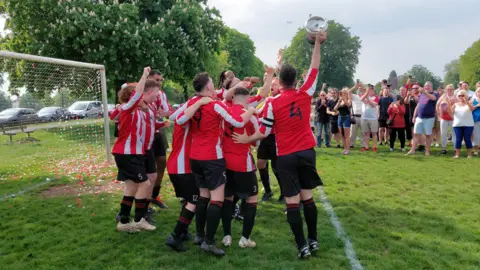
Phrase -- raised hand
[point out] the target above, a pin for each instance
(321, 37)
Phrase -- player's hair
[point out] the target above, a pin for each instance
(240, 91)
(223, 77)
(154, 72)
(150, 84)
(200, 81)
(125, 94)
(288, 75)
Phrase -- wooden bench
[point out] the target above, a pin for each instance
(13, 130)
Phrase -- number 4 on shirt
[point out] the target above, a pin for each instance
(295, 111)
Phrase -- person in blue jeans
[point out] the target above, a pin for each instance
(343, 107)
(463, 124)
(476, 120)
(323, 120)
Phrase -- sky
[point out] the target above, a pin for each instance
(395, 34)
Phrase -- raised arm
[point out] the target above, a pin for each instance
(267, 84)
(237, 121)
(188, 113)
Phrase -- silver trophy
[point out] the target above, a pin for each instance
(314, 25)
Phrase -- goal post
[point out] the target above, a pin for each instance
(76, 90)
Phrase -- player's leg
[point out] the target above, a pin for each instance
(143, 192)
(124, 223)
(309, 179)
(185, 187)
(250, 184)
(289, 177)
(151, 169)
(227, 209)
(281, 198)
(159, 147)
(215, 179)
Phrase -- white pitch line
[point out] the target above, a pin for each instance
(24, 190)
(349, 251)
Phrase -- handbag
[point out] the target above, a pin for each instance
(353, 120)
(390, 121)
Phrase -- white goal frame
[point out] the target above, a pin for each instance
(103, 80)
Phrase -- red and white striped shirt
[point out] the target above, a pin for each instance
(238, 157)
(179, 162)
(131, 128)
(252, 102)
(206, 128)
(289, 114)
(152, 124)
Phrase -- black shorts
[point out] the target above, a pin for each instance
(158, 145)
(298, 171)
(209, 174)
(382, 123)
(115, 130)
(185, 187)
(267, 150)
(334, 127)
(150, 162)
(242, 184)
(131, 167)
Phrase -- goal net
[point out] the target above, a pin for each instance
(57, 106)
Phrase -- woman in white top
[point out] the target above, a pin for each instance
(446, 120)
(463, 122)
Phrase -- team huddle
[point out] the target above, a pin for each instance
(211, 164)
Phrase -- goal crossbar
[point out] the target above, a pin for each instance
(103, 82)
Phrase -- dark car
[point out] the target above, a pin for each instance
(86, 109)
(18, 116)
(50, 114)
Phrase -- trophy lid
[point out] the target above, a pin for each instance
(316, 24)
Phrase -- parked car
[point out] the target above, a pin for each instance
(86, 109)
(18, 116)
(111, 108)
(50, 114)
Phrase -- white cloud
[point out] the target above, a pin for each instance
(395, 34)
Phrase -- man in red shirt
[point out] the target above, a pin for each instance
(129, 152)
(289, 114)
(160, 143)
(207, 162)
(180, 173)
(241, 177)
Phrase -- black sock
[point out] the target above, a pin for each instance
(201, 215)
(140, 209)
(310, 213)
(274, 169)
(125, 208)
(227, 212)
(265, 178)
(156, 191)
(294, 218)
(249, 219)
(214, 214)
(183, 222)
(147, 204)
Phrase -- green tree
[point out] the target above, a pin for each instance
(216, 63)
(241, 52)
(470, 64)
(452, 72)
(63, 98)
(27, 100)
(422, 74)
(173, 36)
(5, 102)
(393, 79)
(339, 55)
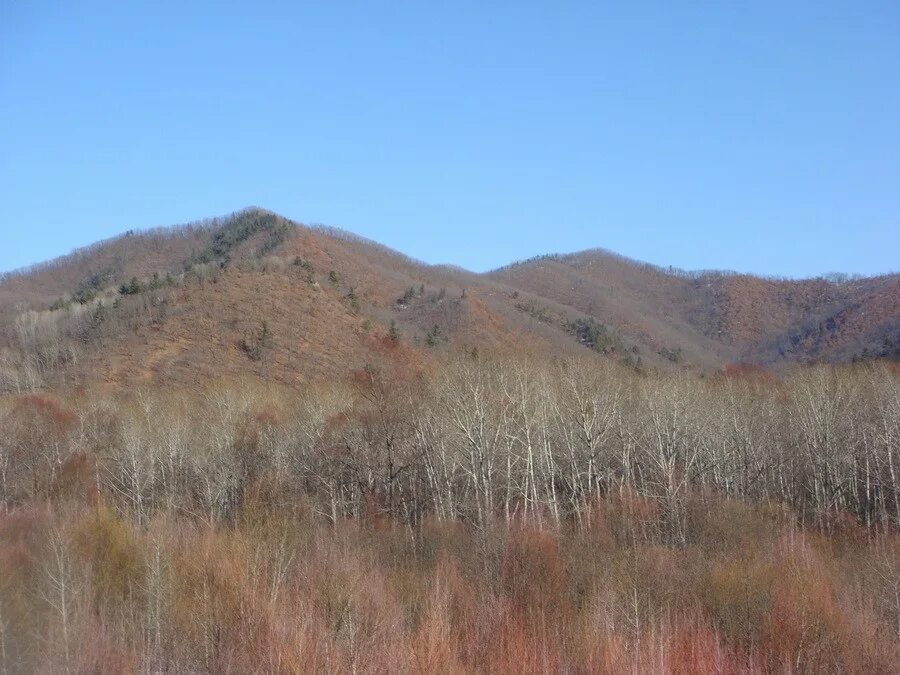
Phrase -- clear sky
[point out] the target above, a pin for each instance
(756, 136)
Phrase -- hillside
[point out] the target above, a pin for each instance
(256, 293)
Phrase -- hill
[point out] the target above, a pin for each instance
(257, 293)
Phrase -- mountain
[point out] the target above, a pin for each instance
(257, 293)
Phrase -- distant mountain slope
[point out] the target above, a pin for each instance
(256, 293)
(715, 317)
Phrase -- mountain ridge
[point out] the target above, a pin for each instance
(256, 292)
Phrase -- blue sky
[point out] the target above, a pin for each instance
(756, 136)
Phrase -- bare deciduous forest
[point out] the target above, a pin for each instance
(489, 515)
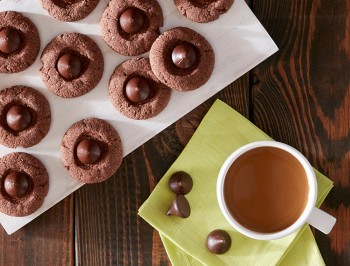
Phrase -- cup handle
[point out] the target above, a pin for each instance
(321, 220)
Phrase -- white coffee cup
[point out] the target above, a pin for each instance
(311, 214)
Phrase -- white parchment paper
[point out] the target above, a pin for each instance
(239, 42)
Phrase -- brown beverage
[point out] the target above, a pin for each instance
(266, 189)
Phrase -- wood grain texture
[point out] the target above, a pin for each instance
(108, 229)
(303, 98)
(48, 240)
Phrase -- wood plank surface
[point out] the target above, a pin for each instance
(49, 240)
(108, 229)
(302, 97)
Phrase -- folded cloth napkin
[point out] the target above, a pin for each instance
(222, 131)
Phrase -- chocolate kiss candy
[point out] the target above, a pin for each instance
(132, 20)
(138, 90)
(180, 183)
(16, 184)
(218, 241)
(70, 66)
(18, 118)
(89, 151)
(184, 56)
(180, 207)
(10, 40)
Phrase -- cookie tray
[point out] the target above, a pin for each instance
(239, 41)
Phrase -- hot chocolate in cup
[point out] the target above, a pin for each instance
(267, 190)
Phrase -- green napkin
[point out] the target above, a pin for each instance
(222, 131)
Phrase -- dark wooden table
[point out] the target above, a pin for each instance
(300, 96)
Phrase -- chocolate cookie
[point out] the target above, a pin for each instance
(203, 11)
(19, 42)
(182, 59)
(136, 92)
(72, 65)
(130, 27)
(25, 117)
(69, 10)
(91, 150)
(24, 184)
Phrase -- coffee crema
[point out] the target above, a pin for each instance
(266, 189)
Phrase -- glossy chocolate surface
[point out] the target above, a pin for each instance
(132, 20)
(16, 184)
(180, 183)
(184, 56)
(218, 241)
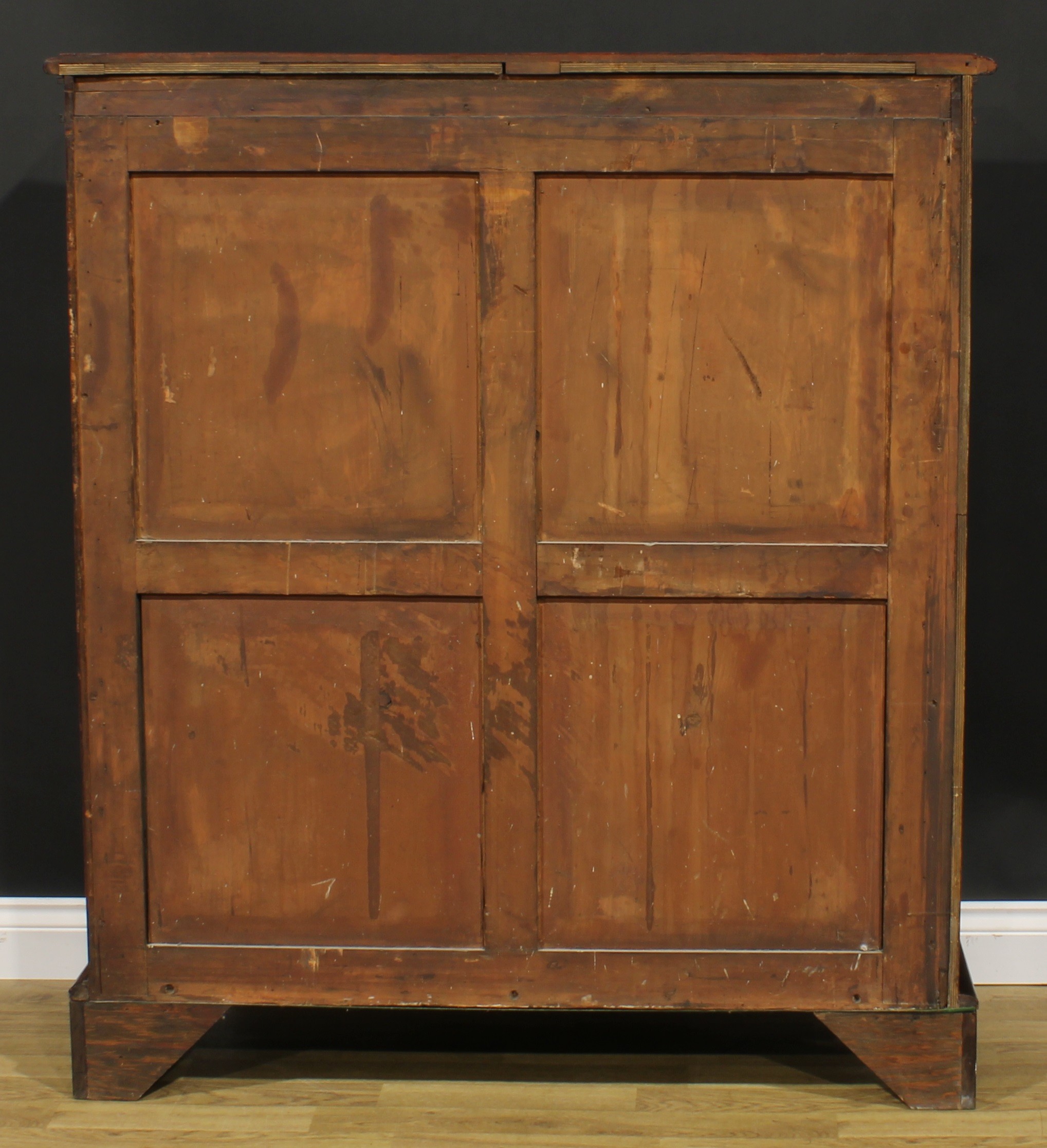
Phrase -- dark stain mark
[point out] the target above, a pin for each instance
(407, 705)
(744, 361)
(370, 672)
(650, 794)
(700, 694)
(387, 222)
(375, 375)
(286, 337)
+===+
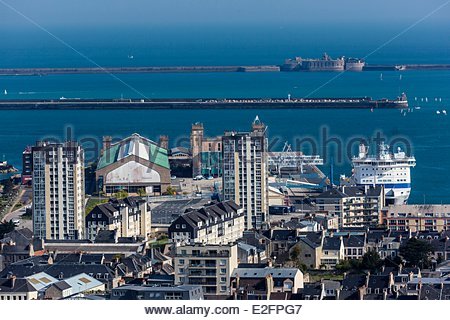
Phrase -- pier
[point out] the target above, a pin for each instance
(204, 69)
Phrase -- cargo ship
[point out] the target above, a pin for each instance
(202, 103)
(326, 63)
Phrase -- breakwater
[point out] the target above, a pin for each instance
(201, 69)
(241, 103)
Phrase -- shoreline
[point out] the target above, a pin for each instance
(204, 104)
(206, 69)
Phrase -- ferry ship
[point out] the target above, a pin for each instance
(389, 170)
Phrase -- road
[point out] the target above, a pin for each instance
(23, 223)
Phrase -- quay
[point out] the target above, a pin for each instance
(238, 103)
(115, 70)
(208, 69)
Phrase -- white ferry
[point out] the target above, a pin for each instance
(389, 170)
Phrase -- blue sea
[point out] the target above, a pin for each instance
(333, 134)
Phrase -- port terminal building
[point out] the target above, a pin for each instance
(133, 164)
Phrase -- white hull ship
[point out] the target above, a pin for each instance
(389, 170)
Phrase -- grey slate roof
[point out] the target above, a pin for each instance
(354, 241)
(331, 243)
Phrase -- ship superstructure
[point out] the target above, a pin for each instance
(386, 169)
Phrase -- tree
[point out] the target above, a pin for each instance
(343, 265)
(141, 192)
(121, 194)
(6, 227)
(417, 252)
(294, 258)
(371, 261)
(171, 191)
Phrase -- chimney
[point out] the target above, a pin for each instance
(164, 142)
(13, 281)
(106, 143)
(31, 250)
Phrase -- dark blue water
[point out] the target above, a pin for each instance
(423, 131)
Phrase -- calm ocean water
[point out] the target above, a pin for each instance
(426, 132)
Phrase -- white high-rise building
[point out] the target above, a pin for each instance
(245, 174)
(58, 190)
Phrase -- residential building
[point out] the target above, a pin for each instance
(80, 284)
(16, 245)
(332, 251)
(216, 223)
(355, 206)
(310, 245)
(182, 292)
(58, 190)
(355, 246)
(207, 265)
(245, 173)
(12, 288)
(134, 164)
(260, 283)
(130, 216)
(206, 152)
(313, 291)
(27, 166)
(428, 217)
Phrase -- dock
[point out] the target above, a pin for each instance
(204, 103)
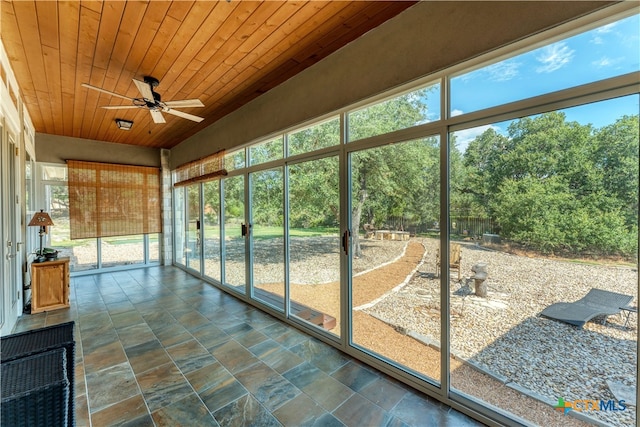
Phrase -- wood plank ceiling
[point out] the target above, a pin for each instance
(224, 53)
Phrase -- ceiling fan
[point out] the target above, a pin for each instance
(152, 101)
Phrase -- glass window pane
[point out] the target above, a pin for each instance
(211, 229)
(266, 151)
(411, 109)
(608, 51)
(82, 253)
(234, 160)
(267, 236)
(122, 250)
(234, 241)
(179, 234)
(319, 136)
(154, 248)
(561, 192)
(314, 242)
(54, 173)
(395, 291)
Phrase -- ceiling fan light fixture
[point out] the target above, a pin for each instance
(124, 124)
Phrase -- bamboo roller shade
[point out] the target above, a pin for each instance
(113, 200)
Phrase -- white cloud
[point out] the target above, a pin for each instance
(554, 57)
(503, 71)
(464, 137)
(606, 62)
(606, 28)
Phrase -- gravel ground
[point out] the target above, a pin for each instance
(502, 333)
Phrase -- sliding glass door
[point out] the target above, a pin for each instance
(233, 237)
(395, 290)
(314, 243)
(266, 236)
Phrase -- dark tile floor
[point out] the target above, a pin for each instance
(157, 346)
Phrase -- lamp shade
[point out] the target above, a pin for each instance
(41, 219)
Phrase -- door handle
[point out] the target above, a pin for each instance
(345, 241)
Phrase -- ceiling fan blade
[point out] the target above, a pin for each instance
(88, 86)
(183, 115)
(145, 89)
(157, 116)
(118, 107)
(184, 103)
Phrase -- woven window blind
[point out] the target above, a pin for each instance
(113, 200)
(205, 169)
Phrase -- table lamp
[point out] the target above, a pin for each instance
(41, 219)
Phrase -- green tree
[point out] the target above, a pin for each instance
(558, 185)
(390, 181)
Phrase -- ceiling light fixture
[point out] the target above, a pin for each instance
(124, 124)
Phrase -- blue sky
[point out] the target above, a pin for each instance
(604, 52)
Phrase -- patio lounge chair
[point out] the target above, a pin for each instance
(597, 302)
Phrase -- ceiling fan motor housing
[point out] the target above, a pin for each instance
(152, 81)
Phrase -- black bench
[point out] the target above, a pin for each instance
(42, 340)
+===+
Set problem:
Locate every line in the records that contains the string "raised" and copy each of those lines. Treat the match as case-sensitive.

Full answer:
Phrase -- raised hand
Phrase -- raised arm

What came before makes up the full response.